EXERCISE PROMPT>
The entries are to be given back verbatim; no picture is to be copied.

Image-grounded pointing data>
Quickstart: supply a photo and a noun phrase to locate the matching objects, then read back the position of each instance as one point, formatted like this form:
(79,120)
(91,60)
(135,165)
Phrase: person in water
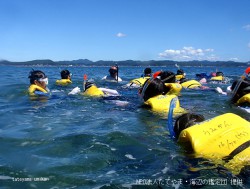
(65,78)
(240,90)
(155,96)
(180,74)
(138,82)
(169,79)
(224,138)
(113,74)
(38,83)
(147,72)
(165,76)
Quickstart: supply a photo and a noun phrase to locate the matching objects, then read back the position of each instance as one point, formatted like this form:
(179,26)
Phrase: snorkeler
(113,74)
(39,82)
(65,78)
(154,95)
(138,82)
(169,79)
(180,74)
(239,90)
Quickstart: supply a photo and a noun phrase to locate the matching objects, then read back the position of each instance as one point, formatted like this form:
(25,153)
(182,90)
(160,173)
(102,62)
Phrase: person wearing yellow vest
(65,78)
(154,94)
(38,84)
(224,139)
(138,82)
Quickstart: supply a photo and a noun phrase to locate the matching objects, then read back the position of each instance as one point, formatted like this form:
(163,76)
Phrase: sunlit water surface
(79,142)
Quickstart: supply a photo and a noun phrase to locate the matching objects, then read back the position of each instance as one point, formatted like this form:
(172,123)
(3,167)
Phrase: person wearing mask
(65,78)
(38,84)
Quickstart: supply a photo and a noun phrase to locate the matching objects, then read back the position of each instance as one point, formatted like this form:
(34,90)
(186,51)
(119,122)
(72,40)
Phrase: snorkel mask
(145,86)
(45,80)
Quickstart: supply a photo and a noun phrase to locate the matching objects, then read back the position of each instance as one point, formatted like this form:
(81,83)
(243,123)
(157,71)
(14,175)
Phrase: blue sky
(180,30)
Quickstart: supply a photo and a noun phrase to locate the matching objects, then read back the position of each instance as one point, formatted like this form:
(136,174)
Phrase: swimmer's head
(65,74)
(37,75)
(147,72)
(88,85)
(185,121)
(165,76)
(113,71)
(247,71)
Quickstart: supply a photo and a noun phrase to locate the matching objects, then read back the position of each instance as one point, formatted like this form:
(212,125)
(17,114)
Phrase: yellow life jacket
(244,99)
(217,78)
(191,84)
(63,82)
(175,88)
(218,137)
(139,81)
(33,88)
(93,91)
(161,103)
(179,77)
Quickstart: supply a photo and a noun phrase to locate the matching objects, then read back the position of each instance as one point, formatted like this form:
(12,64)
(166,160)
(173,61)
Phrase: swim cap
(113,70)
(180,72)
(88,85)
(36,75)
(65,74)
(147,71)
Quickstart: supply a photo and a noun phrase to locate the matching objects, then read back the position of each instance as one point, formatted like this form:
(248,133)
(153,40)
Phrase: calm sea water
(79,142)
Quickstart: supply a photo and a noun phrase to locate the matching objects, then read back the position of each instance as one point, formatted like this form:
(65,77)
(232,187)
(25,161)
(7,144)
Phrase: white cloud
(120,34)
(188,53)
(234,59)
(246,27)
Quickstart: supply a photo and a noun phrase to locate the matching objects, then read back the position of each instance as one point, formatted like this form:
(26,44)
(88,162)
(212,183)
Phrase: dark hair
(243,89)
(35,75)
(185,121)
(155,87)
(88,85)
(180,72)
(65,74)
(167,77)
(113,70)
(183,80)
(219,74)
(147,71)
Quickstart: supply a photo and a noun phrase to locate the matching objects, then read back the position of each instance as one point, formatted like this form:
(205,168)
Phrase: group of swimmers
(225,137)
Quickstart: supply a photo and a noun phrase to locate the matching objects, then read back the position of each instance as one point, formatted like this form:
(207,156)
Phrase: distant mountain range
(86,62)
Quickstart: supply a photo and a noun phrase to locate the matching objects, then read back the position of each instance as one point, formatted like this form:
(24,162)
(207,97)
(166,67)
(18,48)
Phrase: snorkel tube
(170,117)
(84,82)
(117,77)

SOLUTION FOR THIS PROBLEM>
Quickstart: supply a photo and a noun phrase to locate the matching objects, then read back the position of each instance as one point, formatted like this form:
(79,120)
(91,60)
(135,165)
Phrase: person in water
(65,78)
(240,90)
(155,96)
(180,74)
(138,82)
(169,79)
(224,138)
(113,74)
(38,83)
(147,72)
(165,76)
Quickstart: supply a photo and a noun phrase to locate the matching objects, then read back the position of each instance as one point, formatted like this form:
(179,26)
Phrase: snorkeler
(113,74)
(39,82)
(65,78)
(154,95)
(138,82)
(169,79)
(180,74)
(239,90)
Quickstart: supply a photo and a noun phrase to locate the matching objects, then read back the position of each instance as one point, formatted like this form:
(25,153)
(182,90)
(160,173)
(102,62)
Phrase: person wearing yellow vest
(65,78)
(154,94)
(38,84)
(224,139)
(138,82)
Quickstart: supply a photo and a noun phrase to locate the matching objects, then read back the position of each instance as one point, formatted like this form:
(163,76)
Phrase: sunlit water surface
(79,142)
Quickstart: supply a photo and a noun phrase to locate the matching objects, then read back the position of each instance as one point, formatted like this form:
(172,123)
(3,167)
Phrase: person wearing mask
(65,78)
(38,84)
Quickstart: supply a photo and a noun phrase to locate the matching objects, then read back the position of each instance as one point, formatted like this form:
(34,90)
(186,51)
(119,122)
(72,40)
Phrase: snorkel mask
(145,86)
(45,80)
Quickstart: supply a photo and a noun phrase to locate the matching objects, then read back the position of each instance as one point, formatted like this form:
(81,83)
(243,123)
(157,71)
(14,175)
Phrase: blue sky
(180,30)
Quickstart: supply a photo and a noun phrase to locate the matching objects, then read back the position of each instance as one point, formatted like this form:
(136,174)
Phrase: swimmer's head
(65,74)
(37,75)
(147,72)
(88,85)
(185,121)
(165,76)
(113,71)
(247,71)
Quickstart: supply a photo and a noun phrase to locate the matching objects, then read back the position of each instance as one point, formatted like this form:
(212,125)
(17,114)
Phrase: yellow life jacket
(244,99)
(217,78)
(191,84)
(63,82)
(175,88)
(218,137)
(139,81)
(33,88)
(93,91)
(161,103)
(179,77)
Quickstart: supply a photo and a noun phrase to locate the matching objects, then read back the position of each instance as one point, formatted like this form:
(12,64)
(166,160)
(173,61)
Phrase: swim cap
(113,70)
(180,72)
(88,85)
(36,75)
(65,74)
(147,71)
Quickstart: supply a photo and a noun phrase to locate the matching objects, then read back the position of each instance as one point, formatted like this form:
(248,133)
(153,40)
Phrase: calm sea water
(79,142)
Quickstart: supply a photo and a noun phrase to locate the matching objects, then read back the position of each instance as one point, formatted like this form:
(65,77)
(232,187)
(25,161)
(7,144)
Phrase: white cloud
(120,34)
(188,53)
(234,59)
(246,27)
Quickstart: supply a photo and a noun phrase to locate the matching objects, then read back the position of each instance as one point, formatted like this form:
(26,44)
(88,162)
(212,183)
Phrase: dark hair
(243,89)
(35,75)
(185,121)
(155,87)
(88,85)
(180,72)
(65,74)
(167,77)
(113,70)
(183,80)
(219,74)
(147,71)
Quickstart: supply a photo and a noun phrase to locate the matching objects, then read back the position of each instance as one point, formatted like this form:
(205,168)
Phrase: group of swimmers
(225,137)
Quickstart: supply a photo and a noun phrase to locate the matching objects, then read back the position of each instance as one point, formatted like this form:
(207,156)
Phrase: distant mountain range
(86,62)
Quickstart: supply a photo and a noun phrase to locate the matching objects, then read back the position of each instance as one point, formatted like this form:
(24,162)
(207,97)
(166,67)
(18,48)
Phrase: snorkel tube
(170,117)
(84,82)
(117,77)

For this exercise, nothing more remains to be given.